Once you have read the entries below, give them all again without any difference.

++++ Information

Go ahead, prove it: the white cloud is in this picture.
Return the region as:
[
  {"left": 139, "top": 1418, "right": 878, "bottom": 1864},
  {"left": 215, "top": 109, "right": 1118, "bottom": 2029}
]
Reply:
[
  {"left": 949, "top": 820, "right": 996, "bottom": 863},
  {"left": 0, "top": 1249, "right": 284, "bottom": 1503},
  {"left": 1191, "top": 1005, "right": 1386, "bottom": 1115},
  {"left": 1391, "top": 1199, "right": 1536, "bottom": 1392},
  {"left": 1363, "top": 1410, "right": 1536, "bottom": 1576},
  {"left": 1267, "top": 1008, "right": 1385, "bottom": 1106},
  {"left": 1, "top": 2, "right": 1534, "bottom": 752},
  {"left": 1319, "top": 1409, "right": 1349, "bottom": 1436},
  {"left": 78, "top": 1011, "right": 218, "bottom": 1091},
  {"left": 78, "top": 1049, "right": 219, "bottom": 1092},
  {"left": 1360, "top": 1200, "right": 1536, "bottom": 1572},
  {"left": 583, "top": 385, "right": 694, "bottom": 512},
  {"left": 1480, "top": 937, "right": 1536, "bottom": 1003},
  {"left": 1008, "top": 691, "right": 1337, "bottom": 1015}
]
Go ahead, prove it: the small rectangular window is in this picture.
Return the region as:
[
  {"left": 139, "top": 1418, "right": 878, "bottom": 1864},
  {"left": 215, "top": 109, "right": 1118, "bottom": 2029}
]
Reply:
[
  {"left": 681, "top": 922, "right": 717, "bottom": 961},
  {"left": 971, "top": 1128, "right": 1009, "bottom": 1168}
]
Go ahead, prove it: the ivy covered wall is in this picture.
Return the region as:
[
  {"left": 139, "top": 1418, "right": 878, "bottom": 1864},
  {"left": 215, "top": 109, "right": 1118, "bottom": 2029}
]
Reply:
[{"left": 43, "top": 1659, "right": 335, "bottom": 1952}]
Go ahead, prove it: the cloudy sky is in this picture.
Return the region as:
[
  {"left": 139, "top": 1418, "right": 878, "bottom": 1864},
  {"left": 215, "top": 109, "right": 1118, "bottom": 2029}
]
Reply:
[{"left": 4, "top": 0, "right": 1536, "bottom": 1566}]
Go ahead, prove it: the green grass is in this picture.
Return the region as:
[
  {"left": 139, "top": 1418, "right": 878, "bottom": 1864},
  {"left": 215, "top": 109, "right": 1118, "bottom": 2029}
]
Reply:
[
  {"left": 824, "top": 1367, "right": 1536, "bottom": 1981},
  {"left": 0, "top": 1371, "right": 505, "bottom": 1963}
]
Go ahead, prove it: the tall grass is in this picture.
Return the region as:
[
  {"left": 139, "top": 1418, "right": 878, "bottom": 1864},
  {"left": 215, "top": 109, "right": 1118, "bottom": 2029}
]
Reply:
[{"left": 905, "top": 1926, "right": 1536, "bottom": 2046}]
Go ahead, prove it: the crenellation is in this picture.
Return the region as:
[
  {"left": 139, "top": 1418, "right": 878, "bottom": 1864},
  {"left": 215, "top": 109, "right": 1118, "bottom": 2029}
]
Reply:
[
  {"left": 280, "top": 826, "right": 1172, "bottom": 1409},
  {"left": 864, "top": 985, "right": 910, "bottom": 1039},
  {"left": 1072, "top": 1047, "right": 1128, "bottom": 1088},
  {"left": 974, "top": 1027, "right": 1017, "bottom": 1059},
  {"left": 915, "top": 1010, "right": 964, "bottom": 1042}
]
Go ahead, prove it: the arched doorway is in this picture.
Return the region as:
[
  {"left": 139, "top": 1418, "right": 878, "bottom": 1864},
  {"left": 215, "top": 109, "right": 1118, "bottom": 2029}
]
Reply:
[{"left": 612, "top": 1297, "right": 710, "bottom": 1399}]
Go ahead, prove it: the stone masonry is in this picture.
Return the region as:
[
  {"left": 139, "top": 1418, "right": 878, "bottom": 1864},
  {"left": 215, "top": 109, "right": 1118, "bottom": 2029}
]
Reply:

++++++++

Problem solution —
Go ahead, prove it: the white cloud is in this picture.
Return the region as:
[
  {"left": 139, "top": 1418, "right": 878, "bottom": 1864},
  {"left": 215, "top": 109, "right": 1118, "bottom": 2029}
]
Reply:
[
  {"left": 949, "top": 820, "right": 996, "bottom": 863},
  {"left": 0, "top": 1249, "right": 284, "bottom": 1503},
  {"left": 1191, "top": 1005, "right": 1386, "bottom": 1115},
  {"left": 1391, "top": 1199, "right": 1536, "bottom": 1392},
  {"left": 1363, "top": 1410, "right": 1536, "bottom": 1576},
  {"left": 1267, "top": 1008, "right": 1385, "bottom": 1106},
  {"left": 1, "top": 2, "right": 1534, "bottom": 752},
  {"left": 1319, "top": 1409, "right": 1349, "bottom": 1436},
  {"left": 78, "top": 1011, "right": 218, "bottom": 1091},
  {"left": 78, "top": 1049, "right": 219, "bottom": 1092},
  {"left": 1360, "top": 1200, "right": 1536, "bottom": 1572},
  {"left": 583, "top": 385, "right": 694, "bottom": 512},
  {"left": 1480, "top": 937, "right": 1536, "bottom": 1003},
  {"left": 1008, "top": 691, "right": 1337, "bottom": 1015}
]
Go ahead, prove it: the small rectangular window is in this picture.
Return the region as:
[
  {"left": 139, "top": 1418, "right": 878, "bottom": 1864},
  {"left": 215, "top": 109, "right": 1118, "bottom": 2029}
]
Reply:
[
  {"left": 681, "top": 922, "right": 717, "bottom": 961},
  {"left": 971, "top": 1128, "right": 1009, "bottom": 1168}
]
Go ahead, prove it: the ivy covered wall is in this picture.
Return the region as:
[
  {"left": 139, "top": 1418, "right": 878, "bottom": 1864},
  {"left": 215, "top": 109, "right": 1118, "bottom": 2029}
]
Reply:
[{"left": 43, "top": 1659, "right": 335, "bottom": 1952}]
Go ahead, prove it: the cloudy sky is in this picture.
Return the region as:
[
  {"left": 139, "top": 1418, "right": 878, "bottom": 1864},
  {"left": 215, "top": 109, "right": 1118, "bottom": 2029}
]
Reply:
[{"left": 4, "top": 0, "right": 1536, "bottom": 1566}]
Go ahead, prove it: the green grass is in this picture.
Return the region as:
[
  {"left": 139, "top": 1418, "right": 878, "bottom": 1864},
  {"left": 215, "top": 109, "right": 1118, "bottom": 2029}
]
Reply:
[
  {"left": 824, "top": 1367, "right": 1536, "bottom": 1981},
  {"left": 0, "top": 1371, "right": 505, "bottom": 1963}
]
Go ahead, prove it: the tall grass is in this picture.
Return the region as:
[
  {"left": 139, "top": 1418, "right": 878, "bottom": 1864},
  {"left": 215, "top": 109, "right": 1118, "bottom": 2029}
]
Reply:
[{"left": 905, "top": 1926, "right": 1536, "bottom": 2046}]
Go ahead, prove it: the crenellation is in this picture.
Return the region as:
[
  {"left": 139, "top": 1418, "right": 878, "bottom": 1864},
  {"left": 215, "top": 109, "right": 1118, "bottom": 2029}
]
Reply:
[
  {"left": 280, "top": 826, "right": 1172, "bottom": 1409},
  {"left": 864, "top": 985, "right": 910, "bottom": 1039},
  {"left": 1072, "top": 1047, "right": 1128, "bottom": 1088},
  {"left": 974, "top": 1027, "right": 1017, "bottom": 1059},
  {"left": 915, "top": 1010, "right": 964, "bottom": 1042}
]
Go ahead, prove it: the arched doorway is in this picture.
Return the region as:
[
  {"left": 139, "top": 1418, "right": 878, "bottom": 1864},
  {"left": 215, "top": 109, "right": 1118, "bottom": 2029}
]
Reply:
[{"left": 612, "top": 1297, "right": 710, "bottom": 1399}]
Go ahead, prove it: the stone masonry is in this picture.
Return the region as:
[
  {"left": 139, "top": 1418, "right": 878, "bottom": 1864},
  {"left": 215, "top": 109, "right": 1118, "bottom": 2029}
]
Reply:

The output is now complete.